Start

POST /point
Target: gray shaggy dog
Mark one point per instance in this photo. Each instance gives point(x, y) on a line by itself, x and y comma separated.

End
Start

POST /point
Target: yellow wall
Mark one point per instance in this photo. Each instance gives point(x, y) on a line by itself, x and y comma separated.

End

» What the exercise asks: Copy every line from the two blocks above that contains the string "Target", treating case as significant.

» Reply:
Target: gray shaggy dog
Target: yellow wall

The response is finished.